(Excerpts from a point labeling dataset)
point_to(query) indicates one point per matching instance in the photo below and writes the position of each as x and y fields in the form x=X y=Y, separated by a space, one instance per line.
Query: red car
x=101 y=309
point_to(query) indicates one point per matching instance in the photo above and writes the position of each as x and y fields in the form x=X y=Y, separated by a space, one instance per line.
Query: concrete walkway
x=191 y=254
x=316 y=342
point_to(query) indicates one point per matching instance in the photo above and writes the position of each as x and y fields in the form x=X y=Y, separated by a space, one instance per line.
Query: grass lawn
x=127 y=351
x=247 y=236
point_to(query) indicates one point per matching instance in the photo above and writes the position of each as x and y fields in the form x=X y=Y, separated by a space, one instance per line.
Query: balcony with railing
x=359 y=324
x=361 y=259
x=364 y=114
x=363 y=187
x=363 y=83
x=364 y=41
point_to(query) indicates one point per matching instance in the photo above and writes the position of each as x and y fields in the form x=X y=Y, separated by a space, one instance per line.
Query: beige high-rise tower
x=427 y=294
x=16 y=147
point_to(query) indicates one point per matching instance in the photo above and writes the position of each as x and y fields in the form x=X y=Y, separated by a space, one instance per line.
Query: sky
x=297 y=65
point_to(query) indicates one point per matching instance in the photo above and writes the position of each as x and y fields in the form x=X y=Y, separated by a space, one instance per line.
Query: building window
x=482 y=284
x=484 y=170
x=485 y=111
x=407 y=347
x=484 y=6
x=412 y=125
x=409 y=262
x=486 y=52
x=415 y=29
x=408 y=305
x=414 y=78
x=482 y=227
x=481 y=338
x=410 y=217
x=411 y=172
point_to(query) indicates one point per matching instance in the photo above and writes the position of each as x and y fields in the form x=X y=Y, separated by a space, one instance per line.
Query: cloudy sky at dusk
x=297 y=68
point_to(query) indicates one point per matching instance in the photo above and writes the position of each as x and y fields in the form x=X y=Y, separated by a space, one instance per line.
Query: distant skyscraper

• _Written exercise_
Rewrite the entries from the start through the line containing "x=247 y=236", swapping "concrete walkway" for "paved path" and leaving everything else as it is.

• _Task response_
point_to(query) indicates one point per matching instance in the photo below and writes the position of each as x and y fields in the form x=X y=Y, separated by a space, one instance per line.
Query: red car
x=101 y=309
point_to(query) indicates one point per matching instance in the photo above and writes the position of each as x and y fields in the form x=X y=Y, separated by a space, one instance per line.
Query: paved path
x=191 y=254
x=316 y=342
point_to(query) indicates one point per matching instance in the photo above and writes the position of each as x and y fields in the form x=X y=Y, separated by a space, one instance per line.
Query: grass lawn
x=127 y=351
x=247 y=236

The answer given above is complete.